● Data shown:
============
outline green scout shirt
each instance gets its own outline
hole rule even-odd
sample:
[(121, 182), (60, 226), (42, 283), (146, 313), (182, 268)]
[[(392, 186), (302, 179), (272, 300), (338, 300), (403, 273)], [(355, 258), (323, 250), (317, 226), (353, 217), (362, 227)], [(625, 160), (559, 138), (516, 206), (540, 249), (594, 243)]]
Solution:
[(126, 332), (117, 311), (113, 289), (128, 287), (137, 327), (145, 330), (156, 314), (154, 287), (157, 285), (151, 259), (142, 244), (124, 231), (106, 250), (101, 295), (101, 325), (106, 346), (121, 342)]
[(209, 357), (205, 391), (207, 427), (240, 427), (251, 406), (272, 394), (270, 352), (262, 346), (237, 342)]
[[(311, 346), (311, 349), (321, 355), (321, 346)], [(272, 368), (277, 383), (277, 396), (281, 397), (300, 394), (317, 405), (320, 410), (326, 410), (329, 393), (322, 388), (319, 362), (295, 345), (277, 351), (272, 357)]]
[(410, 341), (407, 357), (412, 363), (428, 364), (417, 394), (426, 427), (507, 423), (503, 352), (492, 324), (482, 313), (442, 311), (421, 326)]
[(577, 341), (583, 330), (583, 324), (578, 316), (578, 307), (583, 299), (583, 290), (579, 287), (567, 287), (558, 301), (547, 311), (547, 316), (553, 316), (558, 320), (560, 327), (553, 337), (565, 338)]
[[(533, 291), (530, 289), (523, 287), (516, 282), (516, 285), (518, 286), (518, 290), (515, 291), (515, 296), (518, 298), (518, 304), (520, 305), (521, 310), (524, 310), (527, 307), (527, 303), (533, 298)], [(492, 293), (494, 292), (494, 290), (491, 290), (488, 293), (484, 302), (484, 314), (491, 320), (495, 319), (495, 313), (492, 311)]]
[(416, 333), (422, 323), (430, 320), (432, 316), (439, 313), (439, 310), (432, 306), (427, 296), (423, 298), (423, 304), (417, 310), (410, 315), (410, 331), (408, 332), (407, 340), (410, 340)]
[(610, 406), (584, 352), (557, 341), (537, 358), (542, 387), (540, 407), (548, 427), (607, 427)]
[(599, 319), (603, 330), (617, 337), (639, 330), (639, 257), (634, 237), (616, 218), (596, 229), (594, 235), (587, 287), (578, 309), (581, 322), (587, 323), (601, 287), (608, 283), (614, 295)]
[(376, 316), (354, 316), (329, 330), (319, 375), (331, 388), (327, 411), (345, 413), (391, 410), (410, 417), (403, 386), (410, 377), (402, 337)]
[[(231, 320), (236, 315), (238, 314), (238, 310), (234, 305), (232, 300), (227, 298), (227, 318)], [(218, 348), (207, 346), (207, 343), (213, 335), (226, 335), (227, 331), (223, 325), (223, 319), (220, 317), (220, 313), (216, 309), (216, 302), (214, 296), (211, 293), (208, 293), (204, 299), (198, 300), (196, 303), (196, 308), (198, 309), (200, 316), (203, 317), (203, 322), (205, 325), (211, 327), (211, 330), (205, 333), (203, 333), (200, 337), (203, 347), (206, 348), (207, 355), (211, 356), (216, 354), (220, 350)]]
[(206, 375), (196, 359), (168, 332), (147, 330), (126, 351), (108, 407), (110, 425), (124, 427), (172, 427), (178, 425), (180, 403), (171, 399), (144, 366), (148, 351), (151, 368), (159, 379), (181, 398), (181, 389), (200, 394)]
============
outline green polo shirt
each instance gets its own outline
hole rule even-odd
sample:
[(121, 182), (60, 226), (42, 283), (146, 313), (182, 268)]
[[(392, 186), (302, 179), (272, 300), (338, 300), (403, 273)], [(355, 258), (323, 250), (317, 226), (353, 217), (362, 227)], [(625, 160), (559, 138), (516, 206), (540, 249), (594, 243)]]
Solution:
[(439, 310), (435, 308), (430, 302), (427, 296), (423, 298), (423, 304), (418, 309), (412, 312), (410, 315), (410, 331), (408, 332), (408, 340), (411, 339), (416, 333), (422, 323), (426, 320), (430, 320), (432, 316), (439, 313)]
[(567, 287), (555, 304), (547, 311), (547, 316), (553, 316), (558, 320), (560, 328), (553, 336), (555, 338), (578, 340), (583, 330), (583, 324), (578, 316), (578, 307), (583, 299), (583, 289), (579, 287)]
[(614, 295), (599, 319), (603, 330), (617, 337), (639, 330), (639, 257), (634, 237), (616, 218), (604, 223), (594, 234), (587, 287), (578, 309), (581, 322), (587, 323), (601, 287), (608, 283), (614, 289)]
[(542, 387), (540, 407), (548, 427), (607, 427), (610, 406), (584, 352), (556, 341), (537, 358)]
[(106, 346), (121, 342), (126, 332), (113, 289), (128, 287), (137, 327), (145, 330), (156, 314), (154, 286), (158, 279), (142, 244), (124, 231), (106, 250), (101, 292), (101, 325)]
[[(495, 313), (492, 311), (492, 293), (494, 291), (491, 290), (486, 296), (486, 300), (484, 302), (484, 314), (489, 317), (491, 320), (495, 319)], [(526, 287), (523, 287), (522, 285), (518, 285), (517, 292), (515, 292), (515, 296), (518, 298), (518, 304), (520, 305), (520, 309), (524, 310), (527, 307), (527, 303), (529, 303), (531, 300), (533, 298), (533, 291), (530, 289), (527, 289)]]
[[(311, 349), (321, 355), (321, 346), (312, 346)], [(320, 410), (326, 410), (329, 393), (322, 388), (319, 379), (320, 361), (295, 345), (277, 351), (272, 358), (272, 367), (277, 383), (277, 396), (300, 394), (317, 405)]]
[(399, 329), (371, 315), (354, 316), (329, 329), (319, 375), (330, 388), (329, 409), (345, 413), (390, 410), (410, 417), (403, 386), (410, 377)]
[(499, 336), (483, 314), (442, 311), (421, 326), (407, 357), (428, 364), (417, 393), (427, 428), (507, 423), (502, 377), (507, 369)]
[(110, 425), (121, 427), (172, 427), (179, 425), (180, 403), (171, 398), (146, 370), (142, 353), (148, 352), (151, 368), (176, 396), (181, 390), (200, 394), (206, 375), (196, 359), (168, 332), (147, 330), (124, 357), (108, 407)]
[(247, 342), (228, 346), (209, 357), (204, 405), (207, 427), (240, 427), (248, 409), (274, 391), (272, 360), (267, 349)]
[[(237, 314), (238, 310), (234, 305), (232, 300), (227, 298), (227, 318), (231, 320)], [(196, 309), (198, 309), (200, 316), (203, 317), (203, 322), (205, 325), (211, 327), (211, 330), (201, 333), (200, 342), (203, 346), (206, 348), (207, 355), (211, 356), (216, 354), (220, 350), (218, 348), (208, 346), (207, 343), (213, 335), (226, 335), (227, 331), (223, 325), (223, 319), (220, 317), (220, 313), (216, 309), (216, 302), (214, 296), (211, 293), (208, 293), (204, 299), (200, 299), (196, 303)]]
============
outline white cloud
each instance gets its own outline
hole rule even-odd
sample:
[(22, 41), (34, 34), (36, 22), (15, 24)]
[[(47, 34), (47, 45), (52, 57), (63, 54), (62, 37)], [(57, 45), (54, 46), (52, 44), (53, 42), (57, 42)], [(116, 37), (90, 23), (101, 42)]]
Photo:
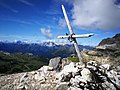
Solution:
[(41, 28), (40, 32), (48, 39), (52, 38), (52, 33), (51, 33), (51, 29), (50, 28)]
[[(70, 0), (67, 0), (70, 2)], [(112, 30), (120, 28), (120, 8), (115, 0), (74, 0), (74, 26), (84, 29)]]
============
● Direction: Arrange the lines from the one containing "outline green scout shirt" to the one containing "283), (614, 295)]", both included, as a Markdown table with the columns Row and Line. Give each line a row number and leave out any blank lines.

● Task solution:
| Row | Line |
|---|---|
| 1 | outline green scout shirt |
| 2 | each instance gets its own outline |
| 3 | hole rule even-odd |
| 4 | sample: |
| 5 | [(121, 182), (60, 226), (42, 283), (146, 313), (182, 268)] |
| 6 | [[(392, 186), (302, 179), (272, 300), (338, 300), (403, 273)], [(355, 258), (323, 250), (317, 226), (353, 217), (362, 227)], [(625, 160), (559, 138), (516, 206), (540, 249), (594, 243)]] |
| 7 | Solution: |
| 8 | [(126, 332), (117, 311), (113, 289), (128, 287), (137, 327), (145, 330), (156, 314), (154, 287), (157, 285), (151, 259), (142, 244), (124, 231), (106, 250), (101, 295), (101, 325), (106, 346), (121, 342)] |
| 9 | [(209, 357), (205, 391), (207, 427), (240, 427), (251, 406), (272, 394), (270, 352), (262, 346), (237, 342)] |
| 10 | [[(311, 346), (311, 349), (321, 355), (321, 346)], [(272, 368), (277, 383), (277, 396), (281, 397), (300, 394), (317, 405), (320, 410), (326, 410), (329, 393), (322, 388), (319, 362), (295, 345), (277, 351), (272, 357)]] |
| 11 | [(410, 341), (407, 357), (412, 363), (428, 364), (417, 394), (426, 427), (507, 423), (503, 352), (492, 324), (482, 313), (442, 311), (421, 326)] |
| 12 | [(577, 341), (583, 330), (583, 324), (578, 316), (578, 307), (583, 299), (583, 290), (579, 287), (567, 287), (558, 301), (547, 311), (547, 316), (553, 316), (558, 320), (560, 327), (553, 337), (565, 338)] |
| 13 | [[(533, 291), (530, 289), (523, 287), (516, 282), (516, 285), (518, 286), (518, 290), (515, 291), (515, 296), (518, 298), (518, 304), (520, 305), (521, 310), (524, 310), (527, 307), (527, 303), (533, 298)], [(492, 293), (494, 292), (494, 290), (491, 290), (488, 293), (484, 302), (484, 314), (491, 320), (495, 319), (495, 313), (492, 311)]] |
| 14 | [(416, 333), (422, 323), (430, 320), (432, 316), (439, 313), (439, 310), (432, 306), (427, 296), (423, 298), (423, 304), (417, 310), (410, 315), (410, 331), (408, 332), (407, 340), (410, 340)] |
| 15 | [(610, 406), (584, 352), (557, 341), (537, 358), (542, 387), (540, 407), (548, 427), (607, 427)] |
| 16 | [(599, 319), (603, 330), (617, 337), (639, 330), (639, 257), (634, 237), (616, 218), (596, 229), (594, 235), (587, 287), (578, 309), (581, 322), (587, 323), (601, 287), (608, 283), (614, 295)] |